**WHAT YOU NEED TO DO:** Lay out every line of the entries from the one containing "open hand gesture" down to the one containing "(754, 401), (804, 423)", both included, as a Markdown table with a "Row" column numbering each line and a "Line" column holding its text, leaving out any blank lines. Give only that table.

* BEGIN DATA EXCERPTS *

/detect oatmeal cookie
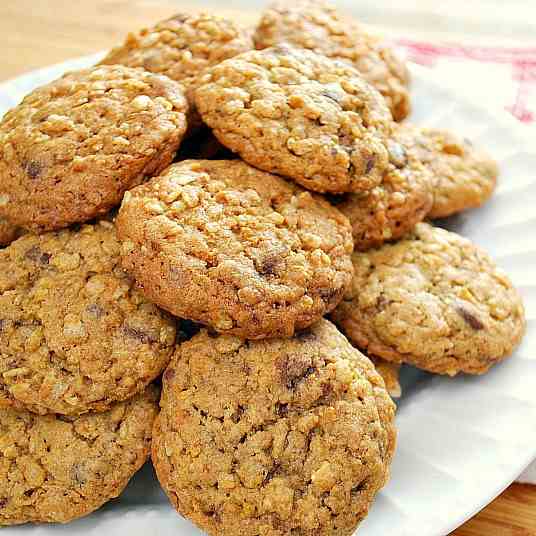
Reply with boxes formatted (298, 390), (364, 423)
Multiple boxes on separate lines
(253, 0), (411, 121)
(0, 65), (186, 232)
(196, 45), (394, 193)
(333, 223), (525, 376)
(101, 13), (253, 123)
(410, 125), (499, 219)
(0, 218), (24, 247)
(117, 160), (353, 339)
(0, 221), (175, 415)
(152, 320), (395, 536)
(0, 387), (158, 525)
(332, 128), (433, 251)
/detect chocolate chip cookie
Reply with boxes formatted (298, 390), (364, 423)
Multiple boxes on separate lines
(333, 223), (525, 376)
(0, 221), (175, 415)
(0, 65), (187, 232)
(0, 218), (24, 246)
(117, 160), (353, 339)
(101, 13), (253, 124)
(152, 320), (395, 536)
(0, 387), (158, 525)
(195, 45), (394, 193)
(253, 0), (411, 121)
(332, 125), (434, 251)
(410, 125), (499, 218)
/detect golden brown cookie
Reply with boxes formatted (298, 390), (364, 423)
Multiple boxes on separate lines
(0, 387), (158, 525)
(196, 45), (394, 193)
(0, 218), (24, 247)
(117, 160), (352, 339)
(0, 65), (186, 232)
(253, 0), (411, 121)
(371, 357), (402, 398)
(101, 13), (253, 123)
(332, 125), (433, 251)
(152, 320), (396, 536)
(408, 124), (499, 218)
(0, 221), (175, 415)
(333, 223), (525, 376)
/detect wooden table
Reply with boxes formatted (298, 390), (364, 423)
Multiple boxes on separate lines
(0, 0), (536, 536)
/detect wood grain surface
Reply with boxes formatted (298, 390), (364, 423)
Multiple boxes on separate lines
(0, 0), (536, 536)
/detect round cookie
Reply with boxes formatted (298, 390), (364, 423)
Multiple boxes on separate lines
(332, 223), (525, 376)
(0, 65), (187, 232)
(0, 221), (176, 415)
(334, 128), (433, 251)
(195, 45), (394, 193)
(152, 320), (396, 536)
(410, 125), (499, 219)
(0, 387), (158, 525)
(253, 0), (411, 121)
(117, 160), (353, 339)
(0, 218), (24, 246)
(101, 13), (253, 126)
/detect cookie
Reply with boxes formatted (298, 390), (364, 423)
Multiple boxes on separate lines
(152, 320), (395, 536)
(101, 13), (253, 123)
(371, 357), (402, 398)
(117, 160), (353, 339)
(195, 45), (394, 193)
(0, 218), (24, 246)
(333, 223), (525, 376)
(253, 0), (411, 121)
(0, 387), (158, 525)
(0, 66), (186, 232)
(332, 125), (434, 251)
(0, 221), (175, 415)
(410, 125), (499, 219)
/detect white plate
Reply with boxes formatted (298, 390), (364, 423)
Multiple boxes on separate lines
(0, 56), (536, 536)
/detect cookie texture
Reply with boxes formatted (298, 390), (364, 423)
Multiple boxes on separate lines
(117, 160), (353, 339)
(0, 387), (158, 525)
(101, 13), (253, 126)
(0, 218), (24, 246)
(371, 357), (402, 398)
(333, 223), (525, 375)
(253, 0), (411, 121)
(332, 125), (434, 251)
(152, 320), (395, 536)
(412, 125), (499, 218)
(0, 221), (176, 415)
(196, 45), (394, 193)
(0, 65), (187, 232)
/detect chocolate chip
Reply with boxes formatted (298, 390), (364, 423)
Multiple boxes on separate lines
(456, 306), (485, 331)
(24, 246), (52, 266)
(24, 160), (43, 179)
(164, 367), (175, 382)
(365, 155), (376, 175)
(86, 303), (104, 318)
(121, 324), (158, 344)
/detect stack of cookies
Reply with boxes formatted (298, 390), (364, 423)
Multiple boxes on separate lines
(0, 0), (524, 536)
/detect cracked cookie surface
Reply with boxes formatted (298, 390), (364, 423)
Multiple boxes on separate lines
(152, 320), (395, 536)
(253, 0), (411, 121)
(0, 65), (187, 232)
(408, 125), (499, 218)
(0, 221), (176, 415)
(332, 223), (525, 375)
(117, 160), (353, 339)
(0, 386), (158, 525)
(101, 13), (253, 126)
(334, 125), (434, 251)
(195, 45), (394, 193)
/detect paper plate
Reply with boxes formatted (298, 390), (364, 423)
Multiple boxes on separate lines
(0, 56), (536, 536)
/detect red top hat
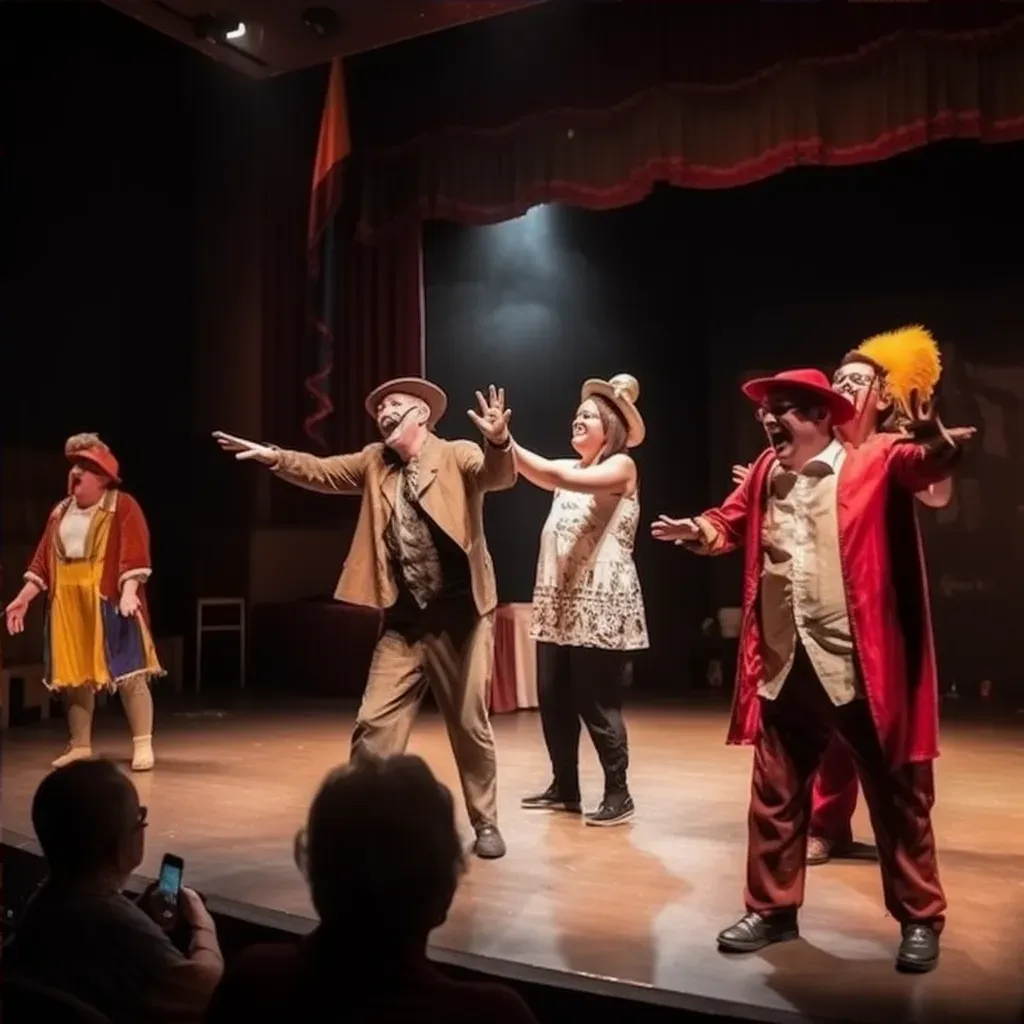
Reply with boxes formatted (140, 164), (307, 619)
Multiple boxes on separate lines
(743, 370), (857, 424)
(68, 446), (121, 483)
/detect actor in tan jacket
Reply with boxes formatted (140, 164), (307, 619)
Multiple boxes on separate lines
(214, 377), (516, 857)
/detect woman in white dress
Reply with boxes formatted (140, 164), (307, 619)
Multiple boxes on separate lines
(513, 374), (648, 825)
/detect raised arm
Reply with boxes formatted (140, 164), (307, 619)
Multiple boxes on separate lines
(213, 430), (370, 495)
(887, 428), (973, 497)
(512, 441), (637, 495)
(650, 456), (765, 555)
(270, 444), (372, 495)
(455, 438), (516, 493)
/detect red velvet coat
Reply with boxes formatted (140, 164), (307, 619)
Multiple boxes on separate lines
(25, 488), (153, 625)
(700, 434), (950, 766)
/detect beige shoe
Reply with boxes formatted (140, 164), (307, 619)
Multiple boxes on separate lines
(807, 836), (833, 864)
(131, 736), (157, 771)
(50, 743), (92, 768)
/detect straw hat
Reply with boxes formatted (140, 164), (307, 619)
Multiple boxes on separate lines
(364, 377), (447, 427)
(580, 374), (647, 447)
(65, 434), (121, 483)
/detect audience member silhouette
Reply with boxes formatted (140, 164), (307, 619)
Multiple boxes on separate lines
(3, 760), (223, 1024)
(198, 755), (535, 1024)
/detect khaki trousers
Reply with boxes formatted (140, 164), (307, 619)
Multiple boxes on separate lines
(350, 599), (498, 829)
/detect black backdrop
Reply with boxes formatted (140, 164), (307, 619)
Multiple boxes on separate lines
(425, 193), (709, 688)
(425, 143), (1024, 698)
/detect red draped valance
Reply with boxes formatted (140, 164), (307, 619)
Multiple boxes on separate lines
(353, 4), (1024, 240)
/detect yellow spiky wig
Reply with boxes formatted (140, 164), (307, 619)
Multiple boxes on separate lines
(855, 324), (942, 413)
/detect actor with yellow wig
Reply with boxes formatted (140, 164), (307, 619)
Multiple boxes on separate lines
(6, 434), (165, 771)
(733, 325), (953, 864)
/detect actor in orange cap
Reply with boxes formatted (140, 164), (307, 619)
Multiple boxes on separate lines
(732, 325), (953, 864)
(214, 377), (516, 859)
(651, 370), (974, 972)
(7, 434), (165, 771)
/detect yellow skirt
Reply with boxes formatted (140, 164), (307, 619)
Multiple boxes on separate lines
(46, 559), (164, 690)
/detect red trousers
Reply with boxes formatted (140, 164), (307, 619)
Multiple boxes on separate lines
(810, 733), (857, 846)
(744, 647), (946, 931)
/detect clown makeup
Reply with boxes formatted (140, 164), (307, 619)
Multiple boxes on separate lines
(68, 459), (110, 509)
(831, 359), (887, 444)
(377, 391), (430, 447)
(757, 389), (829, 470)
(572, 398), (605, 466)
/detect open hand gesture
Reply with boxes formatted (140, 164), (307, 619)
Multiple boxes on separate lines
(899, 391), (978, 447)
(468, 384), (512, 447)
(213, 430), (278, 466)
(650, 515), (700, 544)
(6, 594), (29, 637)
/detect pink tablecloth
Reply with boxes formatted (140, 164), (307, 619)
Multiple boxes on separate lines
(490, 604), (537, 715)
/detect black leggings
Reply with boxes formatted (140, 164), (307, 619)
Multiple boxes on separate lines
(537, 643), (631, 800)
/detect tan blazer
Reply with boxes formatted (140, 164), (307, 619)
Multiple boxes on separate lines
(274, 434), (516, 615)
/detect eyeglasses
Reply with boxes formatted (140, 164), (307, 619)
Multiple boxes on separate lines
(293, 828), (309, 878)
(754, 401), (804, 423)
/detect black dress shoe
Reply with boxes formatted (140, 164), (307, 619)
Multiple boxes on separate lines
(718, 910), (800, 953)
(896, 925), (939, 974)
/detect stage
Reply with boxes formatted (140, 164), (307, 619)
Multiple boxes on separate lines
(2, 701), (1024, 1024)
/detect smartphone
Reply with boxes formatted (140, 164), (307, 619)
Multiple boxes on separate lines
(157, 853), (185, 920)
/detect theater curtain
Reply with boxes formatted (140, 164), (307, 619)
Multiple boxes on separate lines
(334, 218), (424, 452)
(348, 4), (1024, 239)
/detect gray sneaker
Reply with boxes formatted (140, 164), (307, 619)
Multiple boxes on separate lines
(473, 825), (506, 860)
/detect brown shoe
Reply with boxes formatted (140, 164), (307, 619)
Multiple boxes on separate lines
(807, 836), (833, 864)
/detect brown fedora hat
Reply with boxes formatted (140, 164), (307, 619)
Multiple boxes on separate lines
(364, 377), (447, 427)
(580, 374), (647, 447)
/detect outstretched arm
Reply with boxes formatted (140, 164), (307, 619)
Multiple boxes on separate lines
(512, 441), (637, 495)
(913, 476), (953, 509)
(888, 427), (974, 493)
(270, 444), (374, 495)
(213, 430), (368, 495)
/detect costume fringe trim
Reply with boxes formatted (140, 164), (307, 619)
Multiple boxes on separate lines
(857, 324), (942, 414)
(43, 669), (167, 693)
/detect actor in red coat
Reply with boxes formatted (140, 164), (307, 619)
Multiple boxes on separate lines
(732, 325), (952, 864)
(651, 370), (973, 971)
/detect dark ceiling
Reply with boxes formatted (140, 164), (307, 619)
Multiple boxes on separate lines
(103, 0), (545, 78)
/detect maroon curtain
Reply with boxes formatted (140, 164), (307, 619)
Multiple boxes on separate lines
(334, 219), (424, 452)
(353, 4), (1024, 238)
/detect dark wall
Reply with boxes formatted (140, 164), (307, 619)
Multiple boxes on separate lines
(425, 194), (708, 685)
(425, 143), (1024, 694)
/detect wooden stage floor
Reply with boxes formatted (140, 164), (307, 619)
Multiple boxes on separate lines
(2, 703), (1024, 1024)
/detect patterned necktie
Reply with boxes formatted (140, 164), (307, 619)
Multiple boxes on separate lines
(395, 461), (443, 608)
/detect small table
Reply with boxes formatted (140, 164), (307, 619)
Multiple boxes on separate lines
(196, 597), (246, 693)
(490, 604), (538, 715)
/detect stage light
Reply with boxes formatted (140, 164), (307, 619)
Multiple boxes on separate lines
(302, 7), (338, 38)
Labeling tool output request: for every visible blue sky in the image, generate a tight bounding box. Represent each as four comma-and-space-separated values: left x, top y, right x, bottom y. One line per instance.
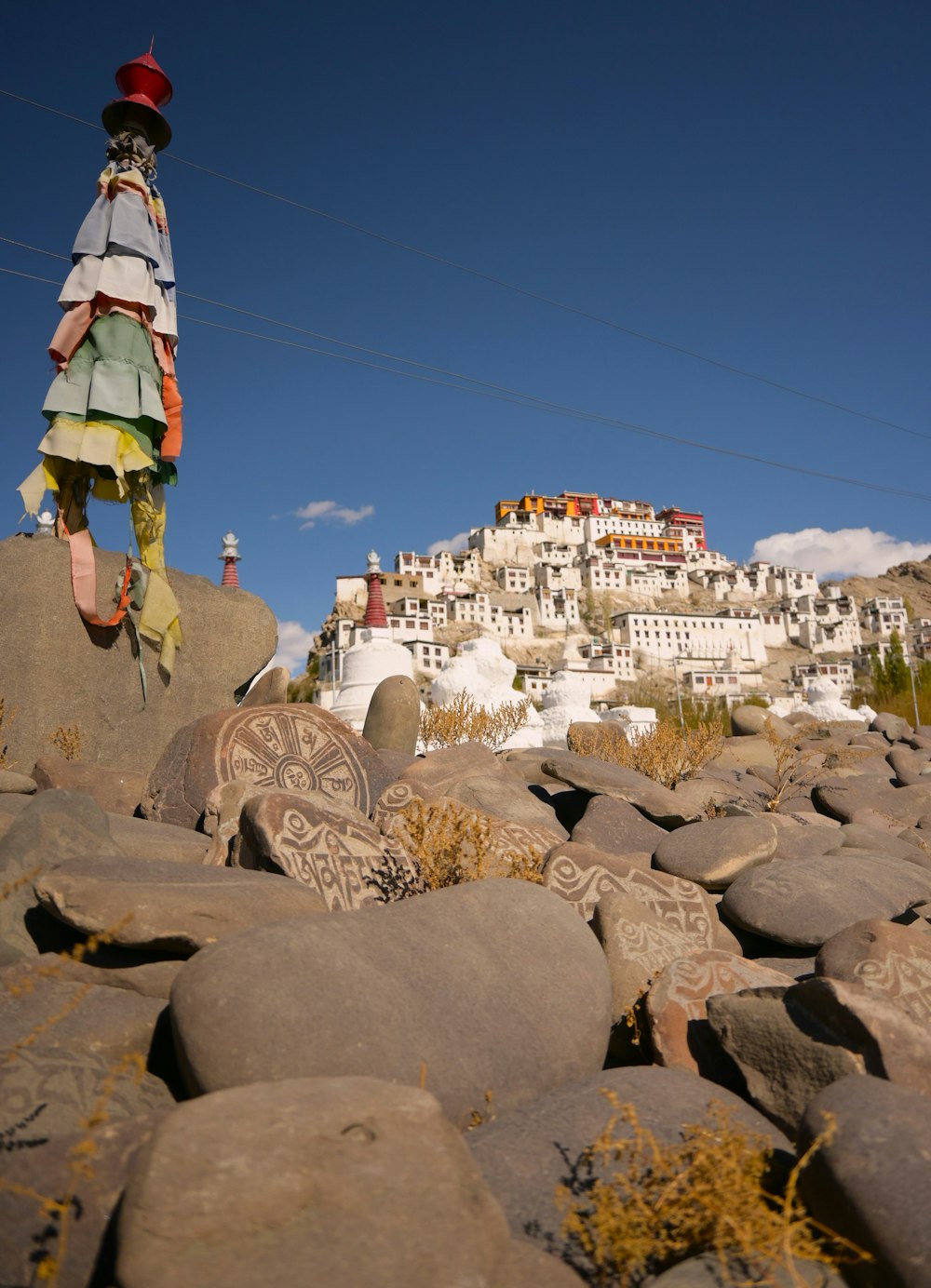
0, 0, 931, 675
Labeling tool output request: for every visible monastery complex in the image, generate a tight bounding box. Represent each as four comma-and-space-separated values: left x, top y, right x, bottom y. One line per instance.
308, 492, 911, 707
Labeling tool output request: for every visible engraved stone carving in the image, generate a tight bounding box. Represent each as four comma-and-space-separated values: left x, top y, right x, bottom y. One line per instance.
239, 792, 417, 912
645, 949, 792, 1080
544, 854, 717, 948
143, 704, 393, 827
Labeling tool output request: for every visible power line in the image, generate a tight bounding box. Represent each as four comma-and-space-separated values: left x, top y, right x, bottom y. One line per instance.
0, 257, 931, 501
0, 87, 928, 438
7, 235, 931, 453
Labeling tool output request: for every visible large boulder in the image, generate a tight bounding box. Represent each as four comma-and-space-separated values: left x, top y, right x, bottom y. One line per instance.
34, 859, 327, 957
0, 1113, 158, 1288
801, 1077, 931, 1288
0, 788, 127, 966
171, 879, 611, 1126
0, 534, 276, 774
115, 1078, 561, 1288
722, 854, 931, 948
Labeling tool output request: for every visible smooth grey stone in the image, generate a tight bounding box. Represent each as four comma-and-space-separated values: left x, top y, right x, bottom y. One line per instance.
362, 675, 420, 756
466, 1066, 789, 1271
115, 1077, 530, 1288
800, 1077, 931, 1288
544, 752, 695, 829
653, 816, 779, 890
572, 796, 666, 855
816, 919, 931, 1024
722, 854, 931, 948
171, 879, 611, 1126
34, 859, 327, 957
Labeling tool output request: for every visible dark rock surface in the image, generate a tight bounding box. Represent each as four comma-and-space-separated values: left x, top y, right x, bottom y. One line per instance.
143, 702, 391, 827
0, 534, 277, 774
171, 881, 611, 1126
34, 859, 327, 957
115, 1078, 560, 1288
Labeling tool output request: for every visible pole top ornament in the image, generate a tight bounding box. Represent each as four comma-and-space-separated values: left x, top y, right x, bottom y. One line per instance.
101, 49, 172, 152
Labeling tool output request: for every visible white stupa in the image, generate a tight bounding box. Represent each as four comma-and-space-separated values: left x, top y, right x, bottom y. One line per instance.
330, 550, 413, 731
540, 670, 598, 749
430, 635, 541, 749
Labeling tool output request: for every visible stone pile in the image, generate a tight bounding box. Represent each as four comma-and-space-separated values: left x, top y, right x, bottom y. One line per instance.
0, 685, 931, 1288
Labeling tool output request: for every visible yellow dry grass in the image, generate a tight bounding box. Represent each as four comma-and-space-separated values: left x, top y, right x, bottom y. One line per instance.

* END DATA EXCERPTS *

**RESPONSE:**
| Row | Line |
|---|---|
| 1 | /detect open hand gesture |
| 2 | Reply with boxes formatted (140, 164), (307, 619) |
| 3 | Multiple boxes on separate lines |
| 4 | (899, 391), (978, 447) |
| 5 | (468, 384), (512, 447) |
| 6 | (213, 430), (278, 466) |
| 7 | (650, 515), (700, 544) |
| 8 | (6, 594), (29, 637) |
| 9 | /detect pink tablecloth |
| 10 | Reply with boxes formatted (140, 164), (307, 619) |
| 11 | Multiple boxes on separate lines |
| 12 | (490, 604), (537, 715) |
| 13 | /detect black leggings |
| 14 | Reply with boxes formatted (140, 164), (307, 619) |
| 15 | Multiple boxes on separate lines |
| 16 | (537, 643), (631, 800) |
| 17 | /detect tan blazer |
| 18 | Reply with boxes formatted (140, 164), (307, 619) |
| 19 | Multiple boxes on separate lines |
| 20 | (274, 434), (516, 615) |
| 21 | /detect eyeglasses |
| 22 | Reply with boxes formatted (140, 164), (307, 619) |
| 23 | Multiple boxes on separate lines |
| 24 | (293, 828), (309, 878) |
| 25 | (754, 401), (804, 423) |